-- Begin Record list --
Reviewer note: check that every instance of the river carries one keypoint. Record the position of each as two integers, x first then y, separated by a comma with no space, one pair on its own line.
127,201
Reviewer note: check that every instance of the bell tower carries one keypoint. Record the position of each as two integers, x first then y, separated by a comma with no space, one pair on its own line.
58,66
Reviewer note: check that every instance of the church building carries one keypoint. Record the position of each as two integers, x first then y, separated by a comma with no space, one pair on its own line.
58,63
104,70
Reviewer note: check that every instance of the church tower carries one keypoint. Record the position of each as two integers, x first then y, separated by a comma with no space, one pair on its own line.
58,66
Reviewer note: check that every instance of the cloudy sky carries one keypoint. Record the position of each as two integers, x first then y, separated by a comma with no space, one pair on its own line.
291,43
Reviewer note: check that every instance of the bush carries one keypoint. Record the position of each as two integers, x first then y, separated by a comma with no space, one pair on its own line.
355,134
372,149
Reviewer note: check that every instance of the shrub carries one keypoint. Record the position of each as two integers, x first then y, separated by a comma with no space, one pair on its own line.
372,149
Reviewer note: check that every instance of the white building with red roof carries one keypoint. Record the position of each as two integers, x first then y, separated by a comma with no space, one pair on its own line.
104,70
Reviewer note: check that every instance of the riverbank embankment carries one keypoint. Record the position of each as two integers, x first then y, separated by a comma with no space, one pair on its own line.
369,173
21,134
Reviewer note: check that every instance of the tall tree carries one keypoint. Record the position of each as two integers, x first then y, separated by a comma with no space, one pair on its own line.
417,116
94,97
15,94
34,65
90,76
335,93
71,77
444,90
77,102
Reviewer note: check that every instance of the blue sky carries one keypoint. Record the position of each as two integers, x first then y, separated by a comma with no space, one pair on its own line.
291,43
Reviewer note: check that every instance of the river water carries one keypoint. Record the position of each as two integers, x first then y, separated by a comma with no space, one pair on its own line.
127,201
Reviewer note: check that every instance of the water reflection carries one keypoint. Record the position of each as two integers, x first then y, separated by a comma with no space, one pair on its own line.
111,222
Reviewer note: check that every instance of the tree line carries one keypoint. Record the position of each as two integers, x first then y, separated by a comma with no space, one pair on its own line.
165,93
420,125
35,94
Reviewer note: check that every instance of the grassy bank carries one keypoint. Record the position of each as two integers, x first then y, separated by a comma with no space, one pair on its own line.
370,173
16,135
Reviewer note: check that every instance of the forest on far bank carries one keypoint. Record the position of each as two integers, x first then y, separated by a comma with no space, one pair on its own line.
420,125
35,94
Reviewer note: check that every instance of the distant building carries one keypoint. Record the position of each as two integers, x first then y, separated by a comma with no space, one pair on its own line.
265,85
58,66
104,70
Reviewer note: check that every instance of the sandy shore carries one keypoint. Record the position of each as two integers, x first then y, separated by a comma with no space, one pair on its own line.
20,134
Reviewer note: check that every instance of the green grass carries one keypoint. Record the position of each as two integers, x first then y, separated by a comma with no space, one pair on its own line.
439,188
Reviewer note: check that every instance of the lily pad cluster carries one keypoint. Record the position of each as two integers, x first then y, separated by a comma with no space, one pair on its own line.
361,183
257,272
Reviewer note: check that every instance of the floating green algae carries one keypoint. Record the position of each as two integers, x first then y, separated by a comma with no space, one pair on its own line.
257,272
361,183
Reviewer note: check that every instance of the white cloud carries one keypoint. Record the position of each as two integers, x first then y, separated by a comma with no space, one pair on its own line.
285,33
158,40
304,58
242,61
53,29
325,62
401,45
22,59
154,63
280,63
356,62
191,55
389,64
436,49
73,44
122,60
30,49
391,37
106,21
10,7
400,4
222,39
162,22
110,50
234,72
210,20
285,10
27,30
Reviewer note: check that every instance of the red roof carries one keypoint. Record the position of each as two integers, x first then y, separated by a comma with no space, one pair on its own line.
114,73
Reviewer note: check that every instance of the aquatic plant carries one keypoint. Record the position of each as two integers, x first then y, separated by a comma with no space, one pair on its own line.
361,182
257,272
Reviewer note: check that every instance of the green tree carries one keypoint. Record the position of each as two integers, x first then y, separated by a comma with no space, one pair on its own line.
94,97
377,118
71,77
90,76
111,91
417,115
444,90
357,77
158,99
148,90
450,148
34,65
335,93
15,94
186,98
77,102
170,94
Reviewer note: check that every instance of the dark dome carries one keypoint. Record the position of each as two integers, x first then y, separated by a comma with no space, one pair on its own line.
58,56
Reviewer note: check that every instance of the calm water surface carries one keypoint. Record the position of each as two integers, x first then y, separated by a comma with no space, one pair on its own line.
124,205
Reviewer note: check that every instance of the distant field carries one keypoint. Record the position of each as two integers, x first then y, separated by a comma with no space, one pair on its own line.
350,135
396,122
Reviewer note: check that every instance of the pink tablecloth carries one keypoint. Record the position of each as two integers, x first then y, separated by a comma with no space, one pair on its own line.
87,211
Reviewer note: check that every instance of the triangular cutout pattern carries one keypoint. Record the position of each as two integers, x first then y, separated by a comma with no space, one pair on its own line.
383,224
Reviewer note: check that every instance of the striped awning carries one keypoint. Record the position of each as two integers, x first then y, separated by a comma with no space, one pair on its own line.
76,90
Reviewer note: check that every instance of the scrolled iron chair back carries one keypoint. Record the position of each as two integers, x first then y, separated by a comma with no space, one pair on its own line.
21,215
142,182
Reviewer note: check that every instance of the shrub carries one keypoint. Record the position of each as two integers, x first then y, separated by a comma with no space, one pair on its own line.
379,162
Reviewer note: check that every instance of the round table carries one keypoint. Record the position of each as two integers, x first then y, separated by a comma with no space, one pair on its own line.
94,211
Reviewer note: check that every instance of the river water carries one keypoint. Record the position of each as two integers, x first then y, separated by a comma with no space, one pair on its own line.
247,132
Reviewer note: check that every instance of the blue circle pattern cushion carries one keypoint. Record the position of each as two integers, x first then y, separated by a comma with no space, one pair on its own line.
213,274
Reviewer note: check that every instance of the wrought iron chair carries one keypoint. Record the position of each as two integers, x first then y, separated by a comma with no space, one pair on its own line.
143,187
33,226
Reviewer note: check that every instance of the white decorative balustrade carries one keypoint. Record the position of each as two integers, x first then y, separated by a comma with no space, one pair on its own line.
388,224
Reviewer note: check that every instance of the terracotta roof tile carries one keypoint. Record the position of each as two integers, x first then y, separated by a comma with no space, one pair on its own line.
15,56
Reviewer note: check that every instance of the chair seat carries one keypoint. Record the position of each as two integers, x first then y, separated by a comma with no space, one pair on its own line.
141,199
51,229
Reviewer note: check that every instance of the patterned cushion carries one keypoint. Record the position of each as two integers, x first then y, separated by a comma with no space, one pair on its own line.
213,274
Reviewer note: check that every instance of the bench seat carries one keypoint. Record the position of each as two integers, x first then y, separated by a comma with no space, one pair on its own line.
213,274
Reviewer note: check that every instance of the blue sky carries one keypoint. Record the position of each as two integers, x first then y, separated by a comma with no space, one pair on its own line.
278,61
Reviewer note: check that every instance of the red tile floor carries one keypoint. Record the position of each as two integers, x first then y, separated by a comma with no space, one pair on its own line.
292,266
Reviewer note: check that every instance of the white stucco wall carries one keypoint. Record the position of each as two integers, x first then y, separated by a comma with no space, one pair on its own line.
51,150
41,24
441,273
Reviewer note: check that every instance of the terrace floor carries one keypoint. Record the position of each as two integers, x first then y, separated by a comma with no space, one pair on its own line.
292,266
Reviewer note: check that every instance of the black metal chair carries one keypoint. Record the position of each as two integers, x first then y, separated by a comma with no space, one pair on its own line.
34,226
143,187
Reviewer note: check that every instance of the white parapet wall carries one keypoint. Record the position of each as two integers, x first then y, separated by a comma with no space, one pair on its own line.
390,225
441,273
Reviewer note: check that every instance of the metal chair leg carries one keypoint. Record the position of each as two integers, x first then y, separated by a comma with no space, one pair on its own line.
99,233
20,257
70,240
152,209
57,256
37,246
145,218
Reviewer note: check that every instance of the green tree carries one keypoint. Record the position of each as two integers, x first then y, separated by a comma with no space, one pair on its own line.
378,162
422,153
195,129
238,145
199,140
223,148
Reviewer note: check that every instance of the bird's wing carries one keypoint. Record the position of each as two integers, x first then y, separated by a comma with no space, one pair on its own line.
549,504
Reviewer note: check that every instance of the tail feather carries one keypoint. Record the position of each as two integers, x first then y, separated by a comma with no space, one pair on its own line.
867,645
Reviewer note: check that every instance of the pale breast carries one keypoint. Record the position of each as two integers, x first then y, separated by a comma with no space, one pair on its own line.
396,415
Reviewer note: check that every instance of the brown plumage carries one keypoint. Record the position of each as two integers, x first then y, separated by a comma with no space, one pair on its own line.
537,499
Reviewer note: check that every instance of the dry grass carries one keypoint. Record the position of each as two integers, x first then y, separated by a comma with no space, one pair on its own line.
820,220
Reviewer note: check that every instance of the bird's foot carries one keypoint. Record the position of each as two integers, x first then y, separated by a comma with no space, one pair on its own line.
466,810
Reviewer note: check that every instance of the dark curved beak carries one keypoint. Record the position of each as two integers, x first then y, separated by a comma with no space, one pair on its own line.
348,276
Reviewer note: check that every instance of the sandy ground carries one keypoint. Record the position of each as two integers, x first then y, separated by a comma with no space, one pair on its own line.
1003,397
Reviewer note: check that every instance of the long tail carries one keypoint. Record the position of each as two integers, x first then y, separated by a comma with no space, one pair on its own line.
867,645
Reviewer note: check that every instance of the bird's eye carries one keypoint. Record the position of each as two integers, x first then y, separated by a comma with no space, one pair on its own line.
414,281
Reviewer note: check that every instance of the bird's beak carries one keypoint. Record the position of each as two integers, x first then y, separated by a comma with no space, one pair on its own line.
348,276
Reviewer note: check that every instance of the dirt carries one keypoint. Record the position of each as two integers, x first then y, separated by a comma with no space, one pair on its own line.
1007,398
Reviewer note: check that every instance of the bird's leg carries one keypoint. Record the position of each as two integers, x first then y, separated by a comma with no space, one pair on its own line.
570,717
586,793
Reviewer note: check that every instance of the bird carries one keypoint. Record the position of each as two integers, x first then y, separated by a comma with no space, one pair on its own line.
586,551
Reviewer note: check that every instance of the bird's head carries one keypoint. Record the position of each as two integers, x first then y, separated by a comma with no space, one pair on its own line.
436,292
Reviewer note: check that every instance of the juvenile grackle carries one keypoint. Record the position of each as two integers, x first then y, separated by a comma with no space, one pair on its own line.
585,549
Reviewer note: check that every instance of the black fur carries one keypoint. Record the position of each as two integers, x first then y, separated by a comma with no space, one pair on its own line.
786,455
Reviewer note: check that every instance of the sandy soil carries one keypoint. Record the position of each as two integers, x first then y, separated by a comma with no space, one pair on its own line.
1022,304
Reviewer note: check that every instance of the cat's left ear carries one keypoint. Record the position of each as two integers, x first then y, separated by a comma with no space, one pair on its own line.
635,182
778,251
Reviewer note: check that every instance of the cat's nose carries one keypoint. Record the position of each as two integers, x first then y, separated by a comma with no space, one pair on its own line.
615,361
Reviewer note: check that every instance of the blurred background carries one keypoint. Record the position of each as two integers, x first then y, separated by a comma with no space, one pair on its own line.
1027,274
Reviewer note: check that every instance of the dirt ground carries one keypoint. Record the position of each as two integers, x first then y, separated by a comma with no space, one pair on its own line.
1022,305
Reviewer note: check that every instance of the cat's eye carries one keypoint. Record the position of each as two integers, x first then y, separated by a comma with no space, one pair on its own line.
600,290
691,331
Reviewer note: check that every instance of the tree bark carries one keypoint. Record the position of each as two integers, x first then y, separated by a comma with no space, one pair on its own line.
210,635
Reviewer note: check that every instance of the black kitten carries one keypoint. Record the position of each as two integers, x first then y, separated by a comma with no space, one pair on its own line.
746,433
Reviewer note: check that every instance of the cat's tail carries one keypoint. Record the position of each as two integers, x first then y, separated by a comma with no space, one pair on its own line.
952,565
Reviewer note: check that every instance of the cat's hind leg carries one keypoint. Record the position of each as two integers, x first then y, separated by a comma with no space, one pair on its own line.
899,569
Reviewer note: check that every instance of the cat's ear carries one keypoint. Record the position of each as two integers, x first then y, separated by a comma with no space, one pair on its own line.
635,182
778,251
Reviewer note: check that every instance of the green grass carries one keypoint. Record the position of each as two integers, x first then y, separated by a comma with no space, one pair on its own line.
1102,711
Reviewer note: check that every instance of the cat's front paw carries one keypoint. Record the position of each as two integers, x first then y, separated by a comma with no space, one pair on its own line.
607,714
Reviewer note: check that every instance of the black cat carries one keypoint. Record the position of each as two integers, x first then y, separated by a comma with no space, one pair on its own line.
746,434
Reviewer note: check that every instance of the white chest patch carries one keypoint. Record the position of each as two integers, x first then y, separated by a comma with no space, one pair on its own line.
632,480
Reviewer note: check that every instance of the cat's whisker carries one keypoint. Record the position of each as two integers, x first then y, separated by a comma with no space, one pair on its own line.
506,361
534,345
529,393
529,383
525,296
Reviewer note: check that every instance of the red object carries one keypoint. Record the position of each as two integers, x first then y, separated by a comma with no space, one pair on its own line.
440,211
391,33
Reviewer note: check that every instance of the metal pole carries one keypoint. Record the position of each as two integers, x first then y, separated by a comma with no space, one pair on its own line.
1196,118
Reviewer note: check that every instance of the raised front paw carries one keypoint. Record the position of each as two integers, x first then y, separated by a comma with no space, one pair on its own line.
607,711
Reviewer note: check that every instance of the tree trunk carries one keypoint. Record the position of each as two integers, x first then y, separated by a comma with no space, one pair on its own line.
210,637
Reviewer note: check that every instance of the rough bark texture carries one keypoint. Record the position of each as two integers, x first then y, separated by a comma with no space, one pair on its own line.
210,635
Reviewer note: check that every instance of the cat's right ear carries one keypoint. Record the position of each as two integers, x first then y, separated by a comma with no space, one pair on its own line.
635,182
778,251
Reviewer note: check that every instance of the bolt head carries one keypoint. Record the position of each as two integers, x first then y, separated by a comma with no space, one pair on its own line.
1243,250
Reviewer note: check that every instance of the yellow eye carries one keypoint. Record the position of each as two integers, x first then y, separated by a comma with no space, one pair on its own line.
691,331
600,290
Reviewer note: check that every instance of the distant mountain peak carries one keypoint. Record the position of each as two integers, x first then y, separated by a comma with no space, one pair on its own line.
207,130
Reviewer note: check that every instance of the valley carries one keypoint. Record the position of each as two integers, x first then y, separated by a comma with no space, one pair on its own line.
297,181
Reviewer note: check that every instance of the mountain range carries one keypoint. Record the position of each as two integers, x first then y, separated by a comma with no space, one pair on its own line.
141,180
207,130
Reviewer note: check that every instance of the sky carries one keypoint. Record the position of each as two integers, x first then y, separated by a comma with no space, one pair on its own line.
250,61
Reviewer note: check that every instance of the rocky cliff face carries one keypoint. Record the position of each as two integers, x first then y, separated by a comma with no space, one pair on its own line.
-- End Record list --
→ What is needed
With both ends included, please retype exactly the lines from the line containing "Reviewer note: check that every instance of the distant mountain" to the final line of the data.

→ Task result
Reviewer note: check that every instance of the distant mountain peak carries one keypoint. Record the position of each as two integers, x first then y, separated by a comma with no space, one pair on its own line.
207,130
Reviewer note: check that every instance of the valley carries one keypoint. Record the position of each as two integers, x first then y, separated by a comma with no space, one pair on its own line.
297,181
Reviewer note: check that every instance of the mountain range carries one keypoint. Record the position of each as two integers, x first then y, separated by a comma with no space, one pair on its own line.
141,180
207,130
Reviewer note: check that every instance of the sky carries one keypoint. Record the position of each as two integers, x first then y, separated by a comma with no space, one pair on its own line.
250,61
Reviewer note: check that every instance of the rocky cliff face carries one keypoint. Record the position of each as two integers, x first then y, separated by a comma with no space, one pair on its own line.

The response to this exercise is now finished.